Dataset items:
=-=-=

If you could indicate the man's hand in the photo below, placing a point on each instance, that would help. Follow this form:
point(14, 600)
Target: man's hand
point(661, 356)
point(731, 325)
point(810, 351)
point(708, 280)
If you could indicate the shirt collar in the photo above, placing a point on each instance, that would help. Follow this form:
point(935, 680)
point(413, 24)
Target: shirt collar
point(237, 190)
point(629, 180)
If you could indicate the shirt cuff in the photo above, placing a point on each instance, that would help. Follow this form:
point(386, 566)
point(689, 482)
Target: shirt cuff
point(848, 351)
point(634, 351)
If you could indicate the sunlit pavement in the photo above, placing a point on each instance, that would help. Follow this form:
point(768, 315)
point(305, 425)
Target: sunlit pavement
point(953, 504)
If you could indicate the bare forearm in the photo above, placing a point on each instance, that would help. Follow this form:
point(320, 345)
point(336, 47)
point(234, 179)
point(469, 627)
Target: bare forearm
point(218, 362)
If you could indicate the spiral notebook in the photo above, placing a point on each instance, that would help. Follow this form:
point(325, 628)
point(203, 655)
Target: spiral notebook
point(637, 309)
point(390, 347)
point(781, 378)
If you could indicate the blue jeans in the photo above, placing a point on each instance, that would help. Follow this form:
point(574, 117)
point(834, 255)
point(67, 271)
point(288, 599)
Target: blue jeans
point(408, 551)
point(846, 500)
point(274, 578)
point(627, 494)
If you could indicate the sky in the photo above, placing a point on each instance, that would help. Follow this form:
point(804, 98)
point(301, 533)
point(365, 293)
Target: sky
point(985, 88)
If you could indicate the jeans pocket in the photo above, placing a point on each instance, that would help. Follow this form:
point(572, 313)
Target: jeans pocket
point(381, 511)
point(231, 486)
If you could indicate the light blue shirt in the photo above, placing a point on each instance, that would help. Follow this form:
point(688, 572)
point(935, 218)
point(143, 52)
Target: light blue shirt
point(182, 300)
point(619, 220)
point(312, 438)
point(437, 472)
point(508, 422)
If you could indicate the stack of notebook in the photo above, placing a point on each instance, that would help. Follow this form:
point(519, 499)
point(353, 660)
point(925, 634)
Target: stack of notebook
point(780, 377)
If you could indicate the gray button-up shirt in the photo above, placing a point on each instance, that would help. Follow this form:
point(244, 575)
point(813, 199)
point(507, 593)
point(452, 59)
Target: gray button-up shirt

=-=-=

- Objective
Return every one of the records above, word for word and line for line, with nothing changed.

- Exercise solution
If you could indicate the man's hand in the photo below, placing a point on each instance, that would help. Follow this form:
point(14, 600)
Target: man's hand
point(661, 356)
point(731, 325)
point(810, 351)
point(708, 280)
If you could indicate the shirt collar in the photo above, placing a point on each instance, that would help. Follow this form:
point(935, 680)
point(413, 24)
Target: shirt collar
point(237, 190)
point(629, 180)
If you could indicate the shirt cuff in the photo above, placing a point on each instance, that would help. Follow this form:
point(386, 566)
point(689, 482)
Target: shirt cuff
point(848, 351)
point(634, 351)
If you could indicate the sunlit pavement in the photo above, placing a point on each instance, that would help. Follow this form:
point(768, 315)
point(305, 425)
Target: sunlit pavement
point(953, 504)
If you could indicate the bare forearm in the photo above, placing a point on each instance, that would help. Follow this form:
point(320, 345)
point(336, 47)
point(234, 179)
point(469, 627)
Target: bare forearm
point(218, 362)
If you could indicate the spiral notebook in the photo above, placing a point on each instance, that would help. Follow this form:
point(325, 628)
point(203, 655)
Target: spiral notebook
point(637, 309)
point(390, 347)
point(781, 378)
If you could indicate the blue jeans in the photo above, placing a point on each instance, that would help. Follow this form:
point(574, 117)
point(834, 255)
point(67, 271)
point(288, 599)
Target: blue jeans
point(408, 551)
point(846, 500)
point(274, 578)
point(627, 494)
If you could indicate the sky in the photo above, placing a point on each instance, that would help. Follow this form:
point(804, 98)
point(301, 533)
point(365, 293)
Target: sky
point(985, 88)
If you could indicate the jeans pocket in the photo above, placing a point on each instance, that would help. Follow this form:
point(572, 313)
Target: jeans pocket
point(381, 511)
point(231, 486)
If you could indicate the light blue shirt in the photo above, placing a point on each instance, that would help. Follow this form:
point(688, 572)
point(935, 218)
point(143, 52)
Target: light blue shirt
point(182, 300)
point(619, 220)
point(312, 438)
point(437, 472)
point(508, 422)
If you could indicate the stack of notebook in the photo above, placing a point on each instance, that would help. Follow this form:
point(519, 499)
point(353, 660)
point(925, 634)
Target: stack of notebook
point(780, 377)
If you could indicate the gray button-up shirt in the photo above, placing a point on each instance, that would help. Follow this form:
point(244, 575)
point(813, 199)
point(507, 593)
point(452, 59)
Target: gray button-up shirt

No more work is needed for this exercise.